_Fragment tekstu_.
<<<<

Pamiętam ten moment bardzo wyraźnie. A za każdym razem, kiedy go wspominam odczuwam go na nowo. Kiedy weszłam do Katedry i usiadłam na przeciwko figury św. Jakuba Apostoła, wzruszenie ogarnęło mnie całą.
W mojej Drodze nie chodziło o to miejsce. Dlatego też nie ustawiłam się w długiej kolejce przytulających figurę. Jakoś tak zamiast tego wolałam pobyć w ciszy. Nie mam i nigdy nie miałam specjalnego nabożeństwa do św. Jakuba (chociaż próbowałam nadać mojemu Camino głębszy sens odwołując się do tego, że Jakub był bratem Jezusa). I mimo, że dokładnie wiedziałam o tym przed wyruszeniem, to właśnie tam u celu wędrówki zrozumiałam całą sobą, że TO DROGA JEST CELEM, zarówno na Camino, jak i po za nim.
"Ruszaj. To dopiero początek......". Usłyszałam te słowa tak wyraźnie, że nie potrafię o nich zapomnieć. Tym, bardziej, że totalnie się ich nie spodziewałam. Uporządkowały one całe moje wtedy i porządkują cale dziś, chociaż przyznaję, są nie łatwym wezwaniem. Droga, której doświadczyłam, przemierzając piękną Hiszpanie, zmieniła mnie. Zmieniła mnie bardzo.....
Droga mnie otworzyła.
Otworzyła moje oczy, uszy, serce i myślenie. A otwierając to wszystko poszerzyła coś we mnie. To właśnie tam zrozumiałam po raz pierwszy, że Droga jest jedna ale są rożne sposoby je przemierzania i każdy ma prawo do swojego. Nie ma sposobów lepszych lub gorszych. Jeśli ktoś chce iść to idzie. Jeśli chce jechać na rowerze to jedzie. Jeśli chce wsiąść w autobus to wsiada. Jeśli chce iść z małym plecakiem a tragarz zawozi mu dużą walizkę do schroniska, to tak robi. You are free. Just go.....

>>>>

_Fragmenty danych_.
<<<<

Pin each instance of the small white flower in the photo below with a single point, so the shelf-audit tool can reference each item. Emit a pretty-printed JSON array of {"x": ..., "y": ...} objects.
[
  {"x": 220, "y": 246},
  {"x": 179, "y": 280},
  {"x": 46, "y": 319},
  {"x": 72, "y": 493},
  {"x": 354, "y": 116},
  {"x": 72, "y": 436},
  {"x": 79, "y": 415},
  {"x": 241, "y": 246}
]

>>>>

_Części zadania_.
(A) Przed czyją figurą usiadła w Katedrze osoba opowiadająca w tekście o Camino?
(B) Przepisz z tekstu o Camino fragment od słów "Pamiętam ten moment" do słów "ogarnęło mnie całą.", z tymi słowami włącznie.
Dane nie są potrzebne do wykonania zadań.

_Rozwiązania zadań_.
(A) Przed figurą św. Jakuba Apostoła.

(B)
Pamiętam ten moment bardzo wyraźnie. A za każdym razem, kiedy go wspominam odczuwam go na nowo. Kiedy weszłam do Katedry i usiadłam na przeciwko figury św. Jakuba Apostoła, wzruszenie ogarnęło mnie całą.